- **Aim of the task**
Below are records; transcribe only the line with "of the twisted" and those after it, through the last line, without any change.

- **Records supplied**
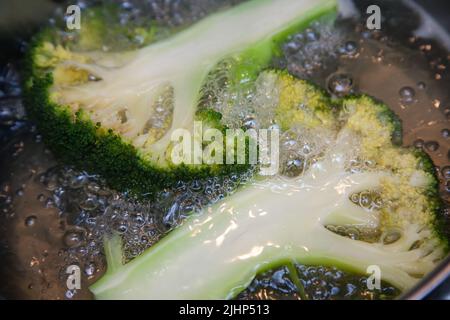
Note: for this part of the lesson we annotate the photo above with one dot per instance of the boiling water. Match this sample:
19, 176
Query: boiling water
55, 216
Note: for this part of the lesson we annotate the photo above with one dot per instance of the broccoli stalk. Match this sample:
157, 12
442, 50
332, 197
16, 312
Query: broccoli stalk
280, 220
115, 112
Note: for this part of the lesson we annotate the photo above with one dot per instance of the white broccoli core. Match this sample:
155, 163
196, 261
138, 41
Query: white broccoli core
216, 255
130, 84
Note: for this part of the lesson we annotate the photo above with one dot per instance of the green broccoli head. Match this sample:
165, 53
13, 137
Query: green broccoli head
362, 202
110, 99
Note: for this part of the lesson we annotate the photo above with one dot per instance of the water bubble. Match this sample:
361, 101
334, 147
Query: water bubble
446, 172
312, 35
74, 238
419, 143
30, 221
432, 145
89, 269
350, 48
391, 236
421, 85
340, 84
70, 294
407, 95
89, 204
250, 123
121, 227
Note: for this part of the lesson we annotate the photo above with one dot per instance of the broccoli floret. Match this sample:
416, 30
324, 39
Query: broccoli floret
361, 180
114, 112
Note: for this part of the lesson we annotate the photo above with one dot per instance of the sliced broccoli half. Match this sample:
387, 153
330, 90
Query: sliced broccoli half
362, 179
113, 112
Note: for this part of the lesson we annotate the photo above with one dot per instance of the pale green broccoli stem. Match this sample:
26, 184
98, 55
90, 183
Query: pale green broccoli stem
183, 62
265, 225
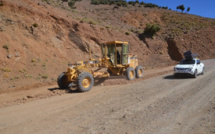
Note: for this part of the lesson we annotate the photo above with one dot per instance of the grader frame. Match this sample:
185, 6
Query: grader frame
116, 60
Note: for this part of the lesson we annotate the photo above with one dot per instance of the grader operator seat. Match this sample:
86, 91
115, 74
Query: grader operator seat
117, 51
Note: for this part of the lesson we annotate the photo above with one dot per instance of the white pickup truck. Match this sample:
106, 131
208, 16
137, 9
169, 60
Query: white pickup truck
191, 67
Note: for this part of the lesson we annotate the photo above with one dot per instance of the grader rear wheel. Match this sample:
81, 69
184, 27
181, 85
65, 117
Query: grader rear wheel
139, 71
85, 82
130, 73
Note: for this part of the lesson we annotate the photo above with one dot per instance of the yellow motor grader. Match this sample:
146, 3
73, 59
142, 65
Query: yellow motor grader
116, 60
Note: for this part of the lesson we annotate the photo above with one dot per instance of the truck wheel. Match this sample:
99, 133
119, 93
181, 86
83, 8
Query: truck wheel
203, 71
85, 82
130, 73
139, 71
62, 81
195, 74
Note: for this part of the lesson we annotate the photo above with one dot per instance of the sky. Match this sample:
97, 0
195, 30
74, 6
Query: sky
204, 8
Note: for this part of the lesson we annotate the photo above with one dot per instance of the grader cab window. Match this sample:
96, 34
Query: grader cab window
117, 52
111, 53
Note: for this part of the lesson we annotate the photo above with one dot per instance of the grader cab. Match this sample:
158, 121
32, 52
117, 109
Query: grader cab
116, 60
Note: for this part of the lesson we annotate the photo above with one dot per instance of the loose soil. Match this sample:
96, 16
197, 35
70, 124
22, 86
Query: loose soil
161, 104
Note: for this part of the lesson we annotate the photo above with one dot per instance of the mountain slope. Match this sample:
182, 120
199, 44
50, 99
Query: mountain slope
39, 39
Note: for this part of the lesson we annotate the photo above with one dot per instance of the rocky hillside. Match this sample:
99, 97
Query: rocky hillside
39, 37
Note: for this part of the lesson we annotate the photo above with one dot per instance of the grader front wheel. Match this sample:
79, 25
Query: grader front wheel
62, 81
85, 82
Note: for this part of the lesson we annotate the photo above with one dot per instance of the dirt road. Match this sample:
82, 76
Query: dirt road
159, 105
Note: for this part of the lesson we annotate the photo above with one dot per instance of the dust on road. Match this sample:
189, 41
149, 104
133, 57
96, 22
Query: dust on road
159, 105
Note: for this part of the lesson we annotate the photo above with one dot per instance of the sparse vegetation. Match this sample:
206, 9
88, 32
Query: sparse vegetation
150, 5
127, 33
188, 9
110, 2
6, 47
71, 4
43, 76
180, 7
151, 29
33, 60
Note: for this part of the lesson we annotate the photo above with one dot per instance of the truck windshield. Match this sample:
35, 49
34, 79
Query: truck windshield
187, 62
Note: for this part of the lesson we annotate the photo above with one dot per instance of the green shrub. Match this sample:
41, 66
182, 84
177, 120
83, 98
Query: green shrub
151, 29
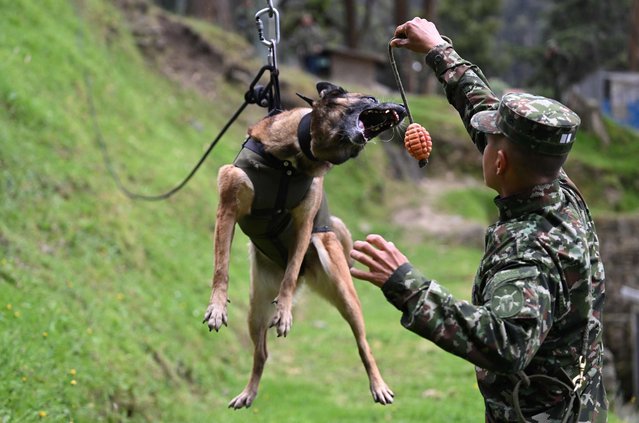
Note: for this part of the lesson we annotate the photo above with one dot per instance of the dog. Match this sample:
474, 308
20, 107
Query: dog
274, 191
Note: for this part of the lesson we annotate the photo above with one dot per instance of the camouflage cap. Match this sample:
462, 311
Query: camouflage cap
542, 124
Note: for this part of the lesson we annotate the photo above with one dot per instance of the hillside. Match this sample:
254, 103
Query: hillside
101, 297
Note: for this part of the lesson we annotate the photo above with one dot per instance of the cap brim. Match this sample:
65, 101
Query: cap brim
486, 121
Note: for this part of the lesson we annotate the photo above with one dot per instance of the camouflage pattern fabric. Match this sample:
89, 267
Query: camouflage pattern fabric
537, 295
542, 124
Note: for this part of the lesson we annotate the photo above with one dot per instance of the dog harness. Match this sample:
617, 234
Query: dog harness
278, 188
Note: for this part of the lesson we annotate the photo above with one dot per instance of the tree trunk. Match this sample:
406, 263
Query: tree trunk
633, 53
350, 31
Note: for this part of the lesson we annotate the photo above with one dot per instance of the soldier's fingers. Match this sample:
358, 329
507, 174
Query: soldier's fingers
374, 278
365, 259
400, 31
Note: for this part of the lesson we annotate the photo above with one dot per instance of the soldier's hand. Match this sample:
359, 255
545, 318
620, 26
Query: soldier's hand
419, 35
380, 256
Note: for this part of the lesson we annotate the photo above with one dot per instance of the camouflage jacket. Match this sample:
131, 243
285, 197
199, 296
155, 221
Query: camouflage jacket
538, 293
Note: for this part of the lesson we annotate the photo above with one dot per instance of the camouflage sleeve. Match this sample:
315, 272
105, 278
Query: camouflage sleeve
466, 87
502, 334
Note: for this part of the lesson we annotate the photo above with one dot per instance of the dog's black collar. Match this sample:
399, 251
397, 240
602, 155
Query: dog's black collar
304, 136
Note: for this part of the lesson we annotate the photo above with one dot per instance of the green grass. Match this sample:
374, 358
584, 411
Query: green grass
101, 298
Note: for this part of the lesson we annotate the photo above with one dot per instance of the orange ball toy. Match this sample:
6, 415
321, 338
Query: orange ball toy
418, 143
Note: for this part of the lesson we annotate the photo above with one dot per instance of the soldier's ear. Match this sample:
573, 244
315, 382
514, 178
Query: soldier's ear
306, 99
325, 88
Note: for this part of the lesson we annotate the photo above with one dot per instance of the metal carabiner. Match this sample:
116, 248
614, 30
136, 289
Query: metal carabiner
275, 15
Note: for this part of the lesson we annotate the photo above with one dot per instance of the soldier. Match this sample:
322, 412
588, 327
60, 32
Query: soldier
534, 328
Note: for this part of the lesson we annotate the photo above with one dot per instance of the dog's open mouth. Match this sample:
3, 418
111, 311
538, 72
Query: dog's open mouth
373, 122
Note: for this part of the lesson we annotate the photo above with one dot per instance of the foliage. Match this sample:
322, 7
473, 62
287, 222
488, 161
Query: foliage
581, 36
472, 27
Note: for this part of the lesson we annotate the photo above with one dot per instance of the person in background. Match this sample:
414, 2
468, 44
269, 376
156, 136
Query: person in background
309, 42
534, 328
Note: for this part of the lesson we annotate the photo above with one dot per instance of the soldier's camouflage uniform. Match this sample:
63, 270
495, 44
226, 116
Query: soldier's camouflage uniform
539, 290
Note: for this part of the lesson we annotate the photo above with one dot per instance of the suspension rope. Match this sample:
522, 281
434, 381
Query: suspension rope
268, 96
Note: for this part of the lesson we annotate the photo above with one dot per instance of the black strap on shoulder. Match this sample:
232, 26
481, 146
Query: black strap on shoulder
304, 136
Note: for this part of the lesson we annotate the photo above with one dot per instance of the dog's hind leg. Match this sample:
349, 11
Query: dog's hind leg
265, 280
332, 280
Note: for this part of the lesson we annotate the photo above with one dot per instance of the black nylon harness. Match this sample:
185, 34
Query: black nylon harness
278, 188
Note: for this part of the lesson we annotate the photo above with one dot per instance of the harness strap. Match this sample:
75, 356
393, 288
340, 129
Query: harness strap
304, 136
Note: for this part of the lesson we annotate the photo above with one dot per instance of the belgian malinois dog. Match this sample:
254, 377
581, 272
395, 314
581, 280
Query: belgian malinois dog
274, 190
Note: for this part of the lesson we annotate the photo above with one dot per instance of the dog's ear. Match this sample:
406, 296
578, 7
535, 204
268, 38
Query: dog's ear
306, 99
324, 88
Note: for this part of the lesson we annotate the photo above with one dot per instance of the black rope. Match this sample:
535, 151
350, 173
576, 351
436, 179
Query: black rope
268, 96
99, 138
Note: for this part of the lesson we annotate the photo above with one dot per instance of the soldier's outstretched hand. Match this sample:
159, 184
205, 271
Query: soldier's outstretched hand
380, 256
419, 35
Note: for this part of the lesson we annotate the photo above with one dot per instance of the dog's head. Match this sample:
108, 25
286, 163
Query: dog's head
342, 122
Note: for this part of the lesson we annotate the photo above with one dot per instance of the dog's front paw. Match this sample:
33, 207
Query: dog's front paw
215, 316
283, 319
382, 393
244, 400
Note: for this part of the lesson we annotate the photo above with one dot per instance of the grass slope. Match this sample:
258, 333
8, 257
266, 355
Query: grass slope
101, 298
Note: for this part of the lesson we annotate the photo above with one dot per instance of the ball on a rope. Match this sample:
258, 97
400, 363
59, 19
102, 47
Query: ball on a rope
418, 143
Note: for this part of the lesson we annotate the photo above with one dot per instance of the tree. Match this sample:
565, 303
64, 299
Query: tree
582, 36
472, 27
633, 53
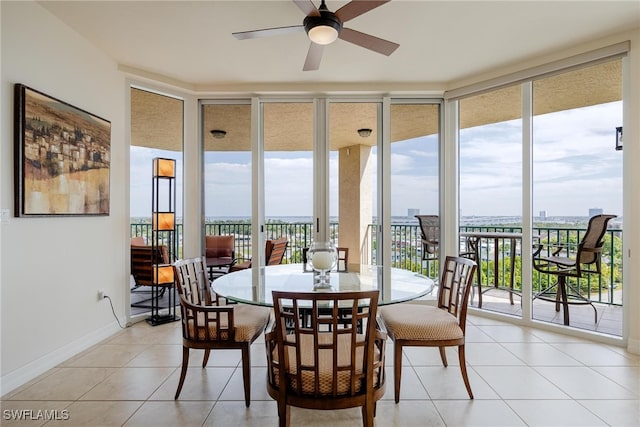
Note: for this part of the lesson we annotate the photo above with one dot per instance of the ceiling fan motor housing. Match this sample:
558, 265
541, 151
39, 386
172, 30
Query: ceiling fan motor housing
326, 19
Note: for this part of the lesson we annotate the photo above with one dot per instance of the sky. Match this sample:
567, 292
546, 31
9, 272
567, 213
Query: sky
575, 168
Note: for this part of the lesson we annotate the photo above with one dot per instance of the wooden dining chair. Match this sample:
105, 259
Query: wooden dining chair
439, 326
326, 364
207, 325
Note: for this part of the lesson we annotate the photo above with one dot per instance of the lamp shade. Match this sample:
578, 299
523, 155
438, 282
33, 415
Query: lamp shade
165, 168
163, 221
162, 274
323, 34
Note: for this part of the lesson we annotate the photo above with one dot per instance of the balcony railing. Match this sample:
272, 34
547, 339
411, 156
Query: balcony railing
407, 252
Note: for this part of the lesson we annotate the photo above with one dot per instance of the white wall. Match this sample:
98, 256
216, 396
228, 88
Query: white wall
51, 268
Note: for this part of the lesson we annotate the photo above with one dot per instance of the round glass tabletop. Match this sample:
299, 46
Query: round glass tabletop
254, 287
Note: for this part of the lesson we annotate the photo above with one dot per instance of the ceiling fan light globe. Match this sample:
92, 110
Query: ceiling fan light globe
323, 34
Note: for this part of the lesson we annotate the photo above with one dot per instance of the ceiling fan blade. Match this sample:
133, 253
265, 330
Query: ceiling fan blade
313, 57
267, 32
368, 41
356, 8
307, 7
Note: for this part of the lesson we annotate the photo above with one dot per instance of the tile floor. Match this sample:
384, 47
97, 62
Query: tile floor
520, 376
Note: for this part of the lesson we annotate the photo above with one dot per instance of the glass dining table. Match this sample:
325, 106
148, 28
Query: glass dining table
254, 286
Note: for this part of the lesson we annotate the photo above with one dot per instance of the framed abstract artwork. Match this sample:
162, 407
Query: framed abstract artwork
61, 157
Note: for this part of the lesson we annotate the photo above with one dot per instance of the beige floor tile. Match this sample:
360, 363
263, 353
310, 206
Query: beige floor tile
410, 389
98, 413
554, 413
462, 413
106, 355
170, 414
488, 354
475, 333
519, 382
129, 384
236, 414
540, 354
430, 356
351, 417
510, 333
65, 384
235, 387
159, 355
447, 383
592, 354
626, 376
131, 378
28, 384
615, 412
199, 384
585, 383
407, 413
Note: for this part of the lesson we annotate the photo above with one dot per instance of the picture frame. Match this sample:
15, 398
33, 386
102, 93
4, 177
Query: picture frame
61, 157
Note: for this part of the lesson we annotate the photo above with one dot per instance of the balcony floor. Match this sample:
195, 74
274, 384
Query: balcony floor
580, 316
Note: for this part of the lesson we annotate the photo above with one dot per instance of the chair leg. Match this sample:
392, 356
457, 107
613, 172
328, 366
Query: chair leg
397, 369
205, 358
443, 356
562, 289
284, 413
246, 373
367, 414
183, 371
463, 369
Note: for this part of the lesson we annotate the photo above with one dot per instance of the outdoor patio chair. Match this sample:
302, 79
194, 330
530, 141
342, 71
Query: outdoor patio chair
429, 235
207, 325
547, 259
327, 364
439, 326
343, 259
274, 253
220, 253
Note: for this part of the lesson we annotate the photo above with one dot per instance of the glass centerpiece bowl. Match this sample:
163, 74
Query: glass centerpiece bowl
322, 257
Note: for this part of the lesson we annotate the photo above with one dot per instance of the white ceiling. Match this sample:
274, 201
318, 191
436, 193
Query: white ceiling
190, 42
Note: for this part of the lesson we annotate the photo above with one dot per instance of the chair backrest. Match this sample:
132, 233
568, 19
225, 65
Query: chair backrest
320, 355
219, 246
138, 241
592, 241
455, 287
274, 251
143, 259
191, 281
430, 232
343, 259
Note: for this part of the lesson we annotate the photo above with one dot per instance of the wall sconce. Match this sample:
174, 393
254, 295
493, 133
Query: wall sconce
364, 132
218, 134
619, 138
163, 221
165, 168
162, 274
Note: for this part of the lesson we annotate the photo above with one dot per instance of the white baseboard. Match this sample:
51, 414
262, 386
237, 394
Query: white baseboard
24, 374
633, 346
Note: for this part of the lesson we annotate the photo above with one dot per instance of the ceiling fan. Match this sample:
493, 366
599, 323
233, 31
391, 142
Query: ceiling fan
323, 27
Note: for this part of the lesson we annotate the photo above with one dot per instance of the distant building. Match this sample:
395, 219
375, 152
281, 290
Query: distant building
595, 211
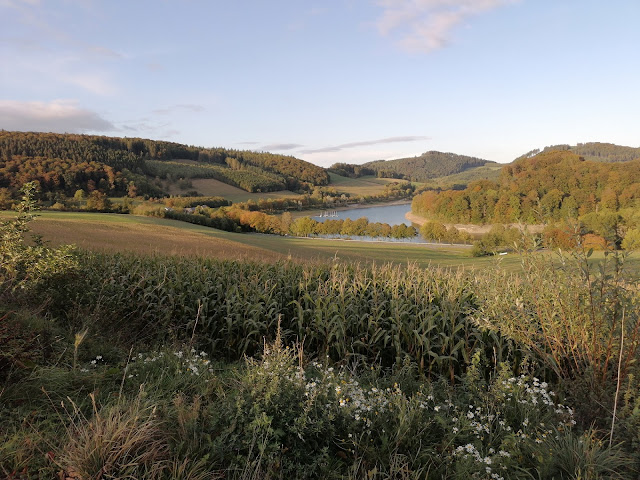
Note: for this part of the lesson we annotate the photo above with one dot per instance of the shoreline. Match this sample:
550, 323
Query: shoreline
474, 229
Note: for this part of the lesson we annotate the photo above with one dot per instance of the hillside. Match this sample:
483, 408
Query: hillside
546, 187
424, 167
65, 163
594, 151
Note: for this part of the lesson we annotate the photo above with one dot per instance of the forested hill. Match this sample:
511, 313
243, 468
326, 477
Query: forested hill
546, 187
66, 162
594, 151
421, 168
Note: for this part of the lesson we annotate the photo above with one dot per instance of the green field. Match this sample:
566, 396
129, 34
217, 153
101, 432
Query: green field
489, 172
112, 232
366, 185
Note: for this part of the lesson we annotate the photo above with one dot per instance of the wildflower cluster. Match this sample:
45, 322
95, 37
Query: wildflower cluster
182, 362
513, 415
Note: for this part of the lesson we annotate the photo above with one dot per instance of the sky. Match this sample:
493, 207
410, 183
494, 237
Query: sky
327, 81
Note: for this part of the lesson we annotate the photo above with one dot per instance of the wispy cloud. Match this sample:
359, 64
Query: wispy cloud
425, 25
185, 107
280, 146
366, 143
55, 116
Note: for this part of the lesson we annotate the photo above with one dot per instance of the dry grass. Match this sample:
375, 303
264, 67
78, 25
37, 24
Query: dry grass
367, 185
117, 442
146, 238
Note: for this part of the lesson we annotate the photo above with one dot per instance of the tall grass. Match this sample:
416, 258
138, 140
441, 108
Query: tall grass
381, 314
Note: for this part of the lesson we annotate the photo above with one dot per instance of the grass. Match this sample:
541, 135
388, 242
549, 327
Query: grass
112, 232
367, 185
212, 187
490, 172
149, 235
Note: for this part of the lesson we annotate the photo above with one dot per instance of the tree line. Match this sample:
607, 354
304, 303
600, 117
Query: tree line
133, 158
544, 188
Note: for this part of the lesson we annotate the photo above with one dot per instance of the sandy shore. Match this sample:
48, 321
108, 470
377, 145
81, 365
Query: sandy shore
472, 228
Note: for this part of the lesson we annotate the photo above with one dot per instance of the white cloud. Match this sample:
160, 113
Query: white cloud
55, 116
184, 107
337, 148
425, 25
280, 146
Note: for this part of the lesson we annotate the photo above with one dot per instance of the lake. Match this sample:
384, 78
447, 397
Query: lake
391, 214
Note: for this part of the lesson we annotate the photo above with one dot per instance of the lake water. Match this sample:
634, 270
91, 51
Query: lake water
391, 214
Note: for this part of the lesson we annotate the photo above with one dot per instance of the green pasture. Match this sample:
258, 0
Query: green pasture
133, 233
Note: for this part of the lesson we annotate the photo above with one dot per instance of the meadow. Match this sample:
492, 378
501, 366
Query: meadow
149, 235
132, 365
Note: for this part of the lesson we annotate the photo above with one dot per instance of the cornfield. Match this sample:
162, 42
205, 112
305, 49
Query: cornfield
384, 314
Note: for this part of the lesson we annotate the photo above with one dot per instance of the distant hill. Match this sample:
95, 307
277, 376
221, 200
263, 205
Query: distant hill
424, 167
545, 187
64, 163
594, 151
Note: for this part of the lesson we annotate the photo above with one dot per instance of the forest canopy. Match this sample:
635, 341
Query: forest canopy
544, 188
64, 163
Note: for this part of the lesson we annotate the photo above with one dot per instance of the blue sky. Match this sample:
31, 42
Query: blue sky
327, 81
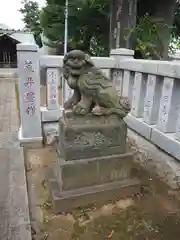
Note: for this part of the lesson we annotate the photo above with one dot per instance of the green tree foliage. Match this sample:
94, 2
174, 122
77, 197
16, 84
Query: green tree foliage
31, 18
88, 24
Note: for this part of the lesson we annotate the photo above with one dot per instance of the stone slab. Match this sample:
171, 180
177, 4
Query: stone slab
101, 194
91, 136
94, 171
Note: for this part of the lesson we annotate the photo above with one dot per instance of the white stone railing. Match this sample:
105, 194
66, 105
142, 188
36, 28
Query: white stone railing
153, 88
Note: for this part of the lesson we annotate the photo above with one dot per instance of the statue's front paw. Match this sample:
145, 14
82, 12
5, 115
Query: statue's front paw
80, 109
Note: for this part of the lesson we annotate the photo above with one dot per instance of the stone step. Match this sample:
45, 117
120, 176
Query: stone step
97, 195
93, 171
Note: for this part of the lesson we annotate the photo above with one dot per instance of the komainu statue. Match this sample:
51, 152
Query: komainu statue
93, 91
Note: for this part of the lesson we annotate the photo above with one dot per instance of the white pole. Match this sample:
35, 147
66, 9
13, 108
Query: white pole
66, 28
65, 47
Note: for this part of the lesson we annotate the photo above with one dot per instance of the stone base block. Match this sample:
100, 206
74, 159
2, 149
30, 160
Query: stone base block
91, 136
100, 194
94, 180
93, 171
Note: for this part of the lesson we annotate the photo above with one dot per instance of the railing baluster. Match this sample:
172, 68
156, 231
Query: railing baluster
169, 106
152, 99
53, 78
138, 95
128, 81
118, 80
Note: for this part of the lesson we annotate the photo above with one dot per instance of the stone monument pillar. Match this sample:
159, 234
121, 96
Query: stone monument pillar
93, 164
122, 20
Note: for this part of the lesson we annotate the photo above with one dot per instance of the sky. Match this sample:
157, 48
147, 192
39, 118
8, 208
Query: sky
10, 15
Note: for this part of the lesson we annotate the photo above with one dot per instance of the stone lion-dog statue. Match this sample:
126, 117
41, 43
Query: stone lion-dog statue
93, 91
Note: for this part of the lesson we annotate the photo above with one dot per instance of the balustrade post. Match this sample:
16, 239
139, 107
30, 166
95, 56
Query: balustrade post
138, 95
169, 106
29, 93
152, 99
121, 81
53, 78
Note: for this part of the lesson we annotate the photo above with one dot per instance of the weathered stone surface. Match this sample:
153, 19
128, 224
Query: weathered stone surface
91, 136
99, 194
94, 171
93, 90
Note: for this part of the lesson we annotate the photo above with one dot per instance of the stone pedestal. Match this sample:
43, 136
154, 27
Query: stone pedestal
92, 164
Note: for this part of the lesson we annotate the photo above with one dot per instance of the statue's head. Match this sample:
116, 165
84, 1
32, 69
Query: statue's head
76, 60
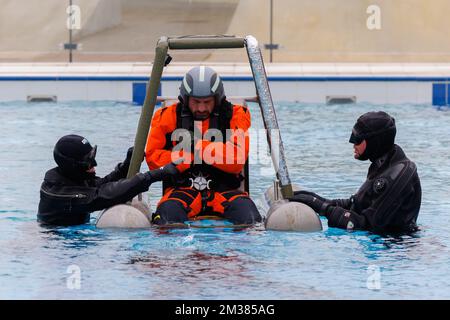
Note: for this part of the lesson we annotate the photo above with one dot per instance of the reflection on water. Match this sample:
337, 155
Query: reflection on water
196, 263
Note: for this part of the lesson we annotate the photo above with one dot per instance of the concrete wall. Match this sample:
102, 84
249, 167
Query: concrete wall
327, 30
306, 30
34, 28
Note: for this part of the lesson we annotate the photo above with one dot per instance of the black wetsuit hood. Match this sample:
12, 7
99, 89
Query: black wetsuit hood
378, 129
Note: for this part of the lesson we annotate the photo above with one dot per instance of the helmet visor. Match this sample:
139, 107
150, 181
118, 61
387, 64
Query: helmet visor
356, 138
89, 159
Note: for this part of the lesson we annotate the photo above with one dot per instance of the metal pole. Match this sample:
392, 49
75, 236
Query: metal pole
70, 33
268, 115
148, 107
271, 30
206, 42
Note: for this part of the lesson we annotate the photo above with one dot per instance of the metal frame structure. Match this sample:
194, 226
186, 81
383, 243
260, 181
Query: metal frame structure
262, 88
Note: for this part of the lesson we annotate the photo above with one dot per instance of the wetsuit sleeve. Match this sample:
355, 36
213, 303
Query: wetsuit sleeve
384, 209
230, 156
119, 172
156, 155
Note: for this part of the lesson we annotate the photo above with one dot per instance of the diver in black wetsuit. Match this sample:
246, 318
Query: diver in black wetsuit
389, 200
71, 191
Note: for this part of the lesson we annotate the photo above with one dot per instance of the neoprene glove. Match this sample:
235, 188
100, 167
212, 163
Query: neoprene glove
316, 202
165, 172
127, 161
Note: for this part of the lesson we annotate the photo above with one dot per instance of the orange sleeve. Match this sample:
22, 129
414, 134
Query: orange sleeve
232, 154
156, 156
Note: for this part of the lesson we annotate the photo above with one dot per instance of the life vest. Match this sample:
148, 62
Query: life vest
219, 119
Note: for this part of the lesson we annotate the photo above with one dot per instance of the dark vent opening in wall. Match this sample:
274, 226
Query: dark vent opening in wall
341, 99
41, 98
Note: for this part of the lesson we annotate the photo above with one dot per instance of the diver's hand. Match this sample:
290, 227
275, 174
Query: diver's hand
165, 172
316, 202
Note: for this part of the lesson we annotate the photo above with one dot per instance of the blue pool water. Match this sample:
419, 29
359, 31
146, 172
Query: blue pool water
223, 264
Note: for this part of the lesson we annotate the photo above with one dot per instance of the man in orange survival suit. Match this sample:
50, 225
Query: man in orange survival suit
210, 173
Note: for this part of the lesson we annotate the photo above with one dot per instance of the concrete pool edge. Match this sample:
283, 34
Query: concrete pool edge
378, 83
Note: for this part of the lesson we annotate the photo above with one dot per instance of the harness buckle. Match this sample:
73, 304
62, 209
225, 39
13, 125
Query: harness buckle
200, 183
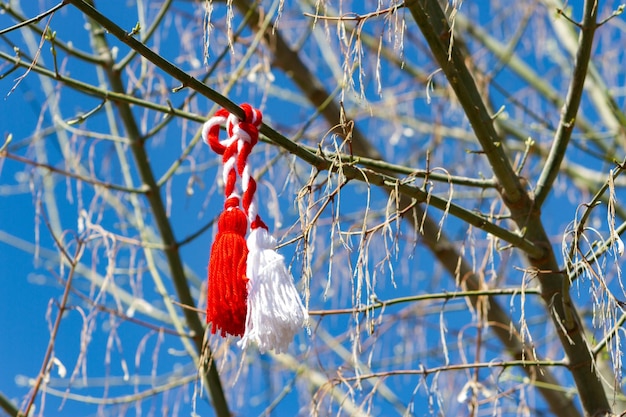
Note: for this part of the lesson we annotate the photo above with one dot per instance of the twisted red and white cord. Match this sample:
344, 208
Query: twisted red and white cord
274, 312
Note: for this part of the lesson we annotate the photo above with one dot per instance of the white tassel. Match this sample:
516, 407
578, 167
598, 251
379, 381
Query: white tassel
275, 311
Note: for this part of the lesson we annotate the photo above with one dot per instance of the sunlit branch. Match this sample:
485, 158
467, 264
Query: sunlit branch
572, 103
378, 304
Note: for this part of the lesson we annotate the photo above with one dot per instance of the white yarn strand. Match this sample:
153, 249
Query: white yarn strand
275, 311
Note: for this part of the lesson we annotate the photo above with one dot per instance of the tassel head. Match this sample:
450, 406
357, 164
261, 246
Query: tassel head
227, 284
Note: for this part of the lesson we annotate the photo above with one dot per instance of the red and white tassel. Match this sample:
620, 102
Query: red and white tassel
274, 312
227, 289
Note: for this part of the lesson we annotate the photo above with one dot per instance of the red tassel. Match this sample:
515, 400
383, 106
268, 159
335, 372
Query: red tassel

- **Response for this exercise**
Note: for this part of the lesson we annotate the photo above with one dot per instance of the twisted red and white cord. Match this sample:
344, 208
Query: twisted red and white cord
274, 312
Note: for this part of the lesson we annotate the photo above with one dot per instance of the white tassel. Match this sample:
516, 407
578, 167
598, 251
379, 381
Query: white tassel
275, 311
Note: for this part of the lesson we annotate the photo above with one dot per instance of the sunlit branch. Match this sample:
485, 158
467, 264
Query: sunlit branch
572, 103
378, 304
Note: for this part of the lesson we annotate the photo above with one dot per instance of the white yarn strand. Match this sample:
153, 249
Query: white yarn strand
275, 311
Note: for this part of the lesson we annotate the photo above with one dot per instance of the tassel head. Match this sample:
450, 406
357, 164
261, 246
Query: tassel head
227, 284
Note: for this part of the lesson we annotate the photo above with one dot per instance of the red and white tassel. Match this sample:
620, 102
Query: red and white tassel
274, 312
227, 289
Note: for this part of the lesson we annotate the photo above with one dot per instance of the red tassel. Match this sample:
515, 400
383, 106
268, 159
335, 372
Query: red tassel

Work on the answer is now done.